Aufgaben und Übungen –
a) Welchen Beinamen trägt Cincinnati laut dem Text über die Stadt?
b) Schreiben Sie den Text über Cincinnati im Anschluss an seinen letzten Satz weiter.

Seitentext –
------------------------------------------------------------
Cincinnati
(spr. ssinssinati), Hauptstadt der
Grafschaft
Hamilton im nordamerikan.
Staat
Ohio, eine der bedeutendsten
Handels- und Fabrikstädte
Amerikas, genannt die
»Königin des
Westens«. Cincinnati
liegt am rechten
Ufer des 600 m
breiten
Flusses
Ohio, auf zwei
Terrassen (16 und 33 m über dem höchsten Wasserstand), von denen die obere allmählich zum
Auburn- und andern
Hügeln ansteigt, die, von Landhäusern und Weingärten bedeckt, die Stadt in großem
Halbkreis einfassen
und eine
Höhe von 142 m erreichen.
------------------------------------------------------------
Gespeicherte Daten –
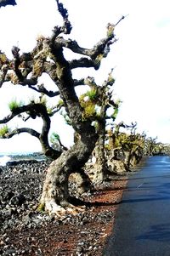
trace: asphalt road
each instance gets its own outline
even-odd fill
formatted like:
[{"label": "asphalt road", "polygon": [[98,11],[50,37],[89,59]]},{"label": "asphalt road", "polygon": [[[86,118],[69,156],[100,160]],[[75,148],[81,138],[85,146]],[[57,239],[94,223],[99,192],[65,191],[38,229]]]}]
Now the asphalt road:
[{"label": "asphalt road", "polygon": [[170,256],[170,157],[151,156],[119,205],[104,256]]}]

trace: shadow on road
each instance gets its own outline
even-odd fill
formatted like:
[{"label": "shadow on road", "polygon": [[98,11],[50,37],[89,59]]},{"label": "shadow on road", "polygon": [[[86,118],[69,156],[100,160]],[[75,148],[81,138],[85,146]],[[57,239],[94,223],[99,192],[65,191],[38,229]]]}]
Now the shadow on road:
[{"label": "shadow on road", "polygon": [[135,238],[136,240],[170,242],[170,223],[151,225],[149,231],[146,231]]}]

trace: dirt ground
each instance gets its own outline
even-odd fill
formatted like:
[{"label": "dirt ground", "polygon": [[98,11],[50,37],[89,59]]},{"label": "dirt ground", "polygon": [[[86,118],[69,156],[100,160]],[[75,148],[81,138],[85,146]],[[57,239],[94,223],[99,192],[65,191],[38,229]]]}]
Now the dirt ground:
[{"label": "dirt ground", "polygon": [[90,197],[93,204],[83,213],[68,215],[65,221],[51,219],[36,228],[7,230],[0,255],[102,255],[126,185],[125,176],[117,177]]}]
------------------------------------------------------------
Lösungen der Aufgaben –
a) »Königin des Westens«

b)
Der innere Teil der Stadt ist dicht bebaut, doch sind auch hier die Straßen breit und teilweise mit Bäumen besetzt. Die Hauptstraße (Main Street) läuft vom Anlegeplatz der Dampfschiffe 2,5 km weit nach N.; sie ist Hauptsitz des Großhandels und wird von 14 Straßen rechtwinkelig durchschnitten. Von diesen ist Pearl Street namentlich den Geldgeschäften gewidmet, Fourth Street (»vierte Straße«) dient als fashionable Promenade, und die Fifth Street (»fünfte Straße«) enthält die schönsten Kaufmannsläden, mehrere Markthallen [* 2] und den in München [* 3] hergestellten Tyler Davidson-Brunnen.
Der Miamikanal teilt die Stadt in zwei Hälften, von welchen die östliche fast ausschließlich von Deutschen bewohnt ist und daher scherzweise Little Germany (»Kleindeutschland«) genannt wird, während man dem Kanal [* 4] den Namen »Rhein« beilegt. In den Vorstädten stehen die Häuser teilweise noch sehr zerstreut, und viele Straßen sind noch nicht gepflastert, welcher Umstand in Verbindung mit den zahlreichen Schweinen gerade nicht zu deren Reinlichkeit beiträgt.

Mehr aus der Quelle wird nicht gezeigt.